**RECORDS FOR PROCESSING:**
-----
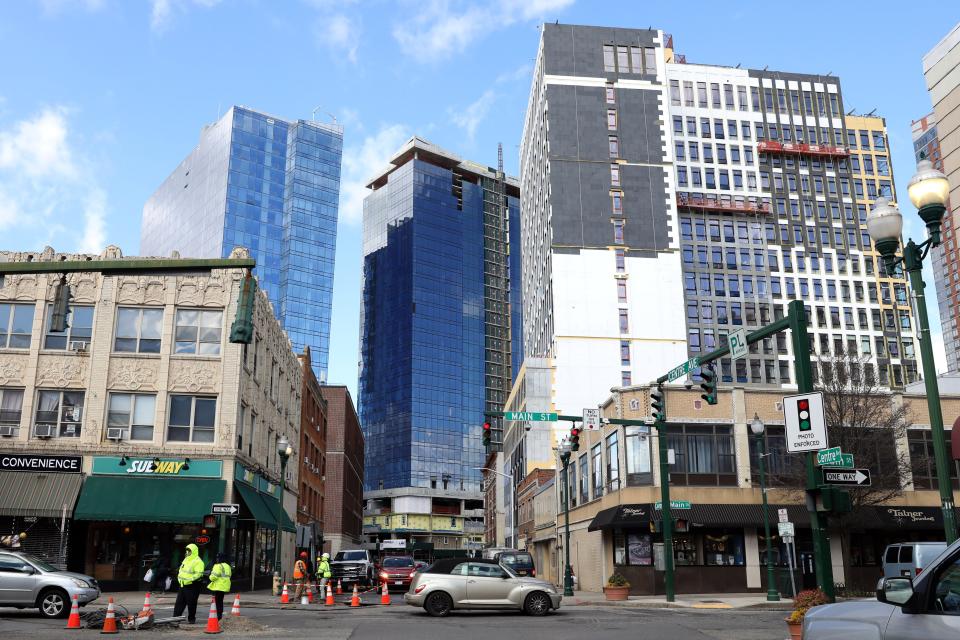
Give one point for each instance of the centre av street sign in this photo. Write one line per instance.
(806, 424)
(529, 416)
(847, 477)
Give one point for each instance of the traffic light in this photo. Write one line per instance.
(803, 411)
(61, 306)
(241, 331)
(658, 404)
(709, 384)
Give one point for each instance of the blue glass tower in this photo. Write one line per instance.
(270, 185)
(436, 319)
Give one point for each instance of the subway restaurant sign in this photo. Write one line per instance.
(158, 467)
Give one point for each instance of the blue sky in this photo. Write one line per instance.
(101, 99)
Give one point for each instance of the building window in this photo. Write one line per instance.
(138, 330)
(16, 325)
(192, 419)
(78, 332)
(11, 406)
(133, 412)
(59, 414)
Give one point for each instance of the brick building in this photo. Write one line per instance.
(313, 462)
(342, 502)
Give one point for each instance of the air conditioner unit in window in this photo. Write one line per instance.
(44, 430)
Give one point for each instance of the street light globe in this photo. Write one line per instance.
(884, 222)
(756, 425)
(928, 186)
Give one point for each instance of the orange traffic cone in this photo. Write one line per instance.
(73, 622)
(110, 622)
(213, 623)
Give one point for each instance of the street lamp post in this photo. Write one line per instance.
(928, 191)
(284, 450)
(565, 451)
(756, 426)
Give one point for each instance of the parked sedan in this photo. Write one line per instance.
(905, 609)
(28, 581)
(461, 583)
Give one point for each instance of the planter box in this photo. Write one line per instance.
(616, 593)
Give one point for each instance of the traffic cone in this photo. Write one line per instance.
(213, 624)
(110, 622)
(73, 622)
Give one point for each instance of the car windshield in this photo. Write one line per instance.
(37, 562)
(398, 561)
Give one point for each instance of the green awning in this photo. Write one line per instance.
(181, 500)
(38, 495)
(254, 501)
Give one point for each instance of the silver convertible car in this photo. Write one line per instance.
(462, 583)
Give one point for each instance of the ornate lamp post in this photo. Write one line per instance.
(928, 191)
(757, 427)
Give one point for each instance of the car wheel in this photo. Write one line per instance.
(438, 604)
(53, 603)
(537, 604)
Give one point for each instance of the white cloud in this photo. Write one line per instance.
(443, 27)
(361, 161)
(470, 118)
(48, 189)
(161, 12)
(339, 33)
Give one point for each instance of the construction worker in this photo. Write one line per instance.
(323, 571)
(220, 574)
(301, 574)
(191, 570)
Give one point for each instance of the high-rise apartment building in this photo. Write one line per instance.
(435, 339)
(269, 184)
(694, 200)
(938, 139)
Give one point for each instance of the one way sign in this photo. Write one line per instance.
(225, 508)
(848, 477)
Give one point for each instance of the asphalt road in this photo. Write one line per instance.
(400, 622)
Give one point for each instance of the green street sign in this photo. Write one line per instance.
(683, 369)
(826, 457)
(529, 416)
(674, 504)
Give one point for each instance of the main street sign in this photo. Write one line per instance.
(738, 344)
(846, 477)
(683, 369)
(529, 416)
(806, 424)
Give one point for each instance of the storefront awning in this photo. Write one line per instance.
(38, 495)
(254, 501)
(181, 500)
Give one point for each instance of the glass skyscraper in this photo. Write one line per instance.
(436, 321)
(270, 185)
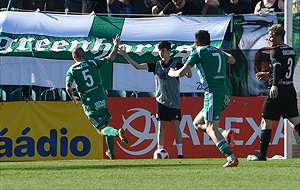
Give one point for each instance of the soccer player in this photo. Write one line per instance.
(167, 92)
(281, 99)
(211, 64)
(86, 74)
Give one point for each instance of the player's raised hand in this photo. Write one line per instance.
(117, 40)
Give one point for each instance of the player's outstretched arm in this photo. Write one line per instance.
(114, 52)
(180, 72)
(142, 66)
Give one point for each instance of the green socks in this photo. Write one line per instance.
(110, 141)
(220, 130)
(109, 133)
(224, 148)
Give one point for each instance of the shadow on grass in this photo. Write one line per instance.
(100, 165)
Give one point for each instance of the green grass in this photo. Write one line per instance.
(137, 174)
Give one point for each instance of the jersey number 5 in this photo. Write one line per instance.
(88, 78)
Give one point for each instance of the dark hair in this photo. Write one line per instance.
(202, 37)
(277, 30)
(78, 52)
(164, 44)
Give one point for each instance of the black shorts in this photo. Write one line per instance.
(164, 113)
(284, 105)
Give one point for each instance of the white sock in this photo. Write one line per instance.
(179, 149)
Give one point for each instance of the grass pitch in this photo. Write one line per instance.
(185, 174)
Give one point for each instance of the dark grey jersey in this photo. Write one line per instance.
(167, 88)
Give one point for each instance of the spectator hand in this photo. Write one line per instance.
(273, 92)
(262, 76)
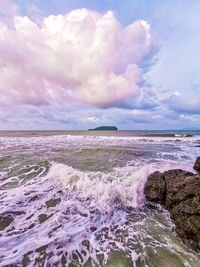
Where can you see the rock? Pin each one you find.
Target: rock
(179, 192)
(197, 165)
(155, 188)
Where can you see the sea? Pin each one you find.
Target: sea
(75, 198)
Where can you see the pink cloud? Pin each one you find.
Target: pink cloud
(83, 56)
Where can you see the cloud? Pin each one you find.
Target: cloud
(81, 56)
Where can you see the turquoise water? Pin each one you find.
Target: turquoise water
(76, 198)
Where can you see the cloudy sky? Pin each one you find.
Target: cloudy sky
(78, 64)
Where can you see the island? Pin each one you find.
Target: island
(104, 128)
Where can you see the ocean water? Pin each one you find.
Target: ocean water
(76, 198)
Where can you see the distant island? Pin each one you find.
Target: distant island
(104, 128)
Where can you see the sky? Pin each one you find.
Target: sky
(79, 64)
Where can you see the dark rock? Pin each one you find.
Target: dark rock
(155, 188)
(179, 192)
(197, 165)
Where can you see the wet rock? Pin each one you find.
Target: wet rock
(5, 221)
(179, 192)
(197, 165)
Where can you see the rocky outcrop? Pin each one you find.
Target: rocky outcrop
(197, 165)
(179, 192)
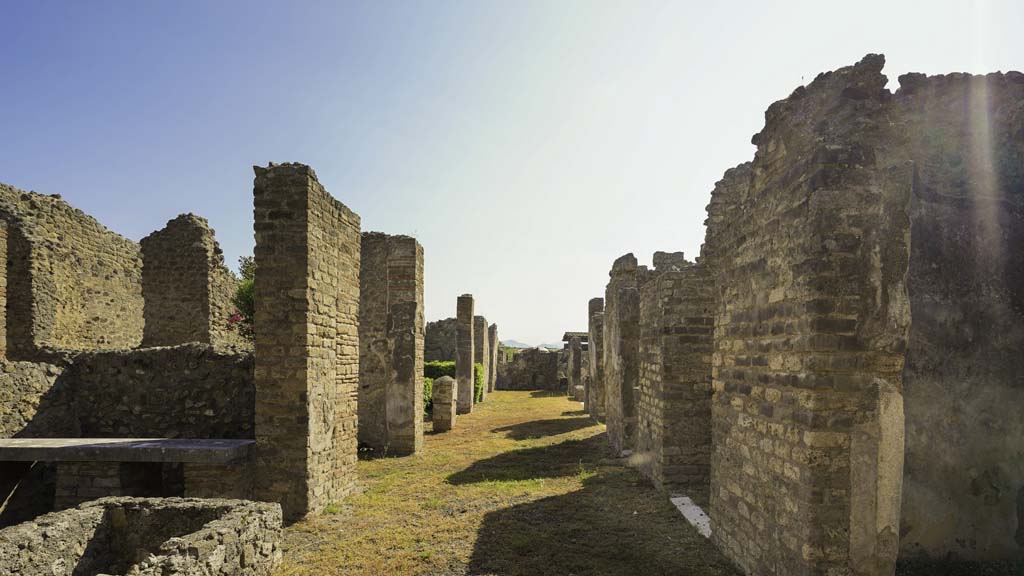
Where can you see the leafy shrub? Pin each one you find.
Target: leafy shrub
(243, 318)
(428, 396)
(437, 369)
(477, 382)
-----
**DIRECTIONS:** Retype the lines above exactly as they appear, from the line containing "Target: island" through the line containing "Where can you see the leafy", and leave out any pictures.

**OUTPUT OF THE EXERCISE:**
Target: island
(104, 128)
Where can you see the ocean water? Pin each one you find.
Target: ocean water
(76, 198)
Where can you see the distant island? Pin each one you find.
Target: distant island
(104, 128)
Where can you see the sky? Pin each one you find.
Target: sky
(79, 64)
Where can you see the dark rock? Pin each one you find.
Target: dark rock
(155, 188)
(179, 192)
(197, 165)
Where can you see the wet rock? Pin each one you find.
Target: wet rock
(5, 221)
(179, 192)
(197, 165)
Where can you see the rocky outcrop? Pin each one you find.
Target: rocky outcrop
(197, 165)
(179, 192)
Where can you see the leafy shrub? Pin each one you find.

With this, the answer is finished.